_Work instructions:_
- A) Please list the cancer types in which the VTE risk summary reports that ctDNA was not associated with VTE.
- B) Reproduce the stretch of the VTE risk summary from "- ctDNA detection" through "score patients PMID:39147831.".
- C) Condense the VTE risk summary paragraph beginning "The ctDx Lung panel lacks" into one shorter sentence that keeps its main facts.

_Text:_

• • • • • • •

Clinical implications
- Liquid biopsy-based VTE risk stratification could be provided as a byproduct of standard-of-care ctDNA sequencing already ordered for therapy selection, adding no additional cost or burden to patients or clinicians PMID:39147831.
- ctDNA detection may identify patients who benefit from prophylactic anticoagulation (adjusted HR = 0.50 in ctDNA-positive patients), while ctDNA-negative patients may be spared unnecessary anticoagulation PMID:39147831.
- The LB-based model could shift VTE risk assessment from individual providers/hospital systems to assay distributors, who already produce genomic sequencing reports PMID:39147831.
- Highest-risk patients identified by the model had cumulative VTE incidence exceeding 25%, approximately three times higher than high-risk Khorana score patients PMID:39147831.
Limitations & open questions
- Observational, non-randomized design: anticoagulation analysis is exploratory and subject to confounders (comorbidities, indication bias). Randomized prospective trials are needed before clinical adoption PMID:39147831.
- Liquid biopsies are not universally deployed and are primarily used for targeted therapy matching in certain cancer types, limiting immediate generalizability PMID:39147831.
- The ctDx Lung panel lacks matched white blood cell sequencing, so approximately 11% of mutations may be attributable to clonal hematopoiesis, potentially inflating VTE risk estimates PMID:39147831.
- Sparse minority representation in the cohorts; predominantly advanced-disease patients at MSK PMID:39147831.
- ctDNA was not associated with VTE in bladder, hepatobiliary, or colorectal cancers – reasons for cancer-type-specific differences remain unexplained PMID:39147831.
- Other biomarkers (genetic risk scores, tissue factor-bearing microparticles, proteomics) may provide orthogonal information and could further improve risk models PMID:39147831.
Citations from this paper used in the wiki
- “ctDNA detection was associated with higher rates of VTE (hazard ratio (HR) = 2.49, 95% confidence interval (CI): 1.99–3.11, P < 0.001)” – Results, ctDNA and VTE.
- “A machine learning model trained on liquid biopsy data outperformed previous risk scores (discovery, validation and generalizability c-indices 0.74, 0.73 and 0.67, respectively, versus 0.57, 0.61 and 0.54 for the Khorana score)” – Abstract.
- “anticoagulation was associated with lower VTE rates if ctDNA was detected (n = 2,522, adjusted hazard ratio (HR) = 0.50, 95% confidence interval (CI): 0.30–0.81); ctDNA- patients (n = 1,619) did not benefit from anticoagulation (adjusted HR = 0.89, 95% CI: 0.40–2.0)” – Abstract.
- “the association between ctDNA and VTE risk appears largely independent of tumor genomics” – Results, multivariate analysis.
- “cfDNA concentration was the most important feature in predicting VTE in a model with access to all variables” – Results, LB-based models.

• • • • • • •

_Supplied material:_
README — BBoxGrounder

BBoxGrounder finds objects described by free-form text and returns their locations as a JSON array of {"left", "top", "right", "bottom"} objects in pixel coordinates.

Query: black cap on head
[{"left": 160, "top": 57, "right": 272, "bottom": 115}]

• • • • • • •

_Answers for the exercise:_
- A) Bladder, hepatobiliary, colorectal

- B)
- ctDNA detection may identify patients who benefit from prophylactic anticoagulation (adjusted HR = 0.50 in ctDNA-positive patients), while ctDNA-negative patients may be spared unnecessary anticoagulation PMID:39147831.
- The LB-based model could shift VTE risk assessment from individual providers/hospital systems to assay distributors, who already produce genomic sequencing reports PMID:39147831.
- Highest-risk patients identified by the model had cumulative VTE incidence exceeding 25%, approximately three times higher than high-risk Khorana score patients PMID:39147831.

- C) Without matched white blood cell sequencing in the ctDx Lung panel, about 11% of mutations may stem from clonal hematopoiesis, possibly inflating VTE risk estimates.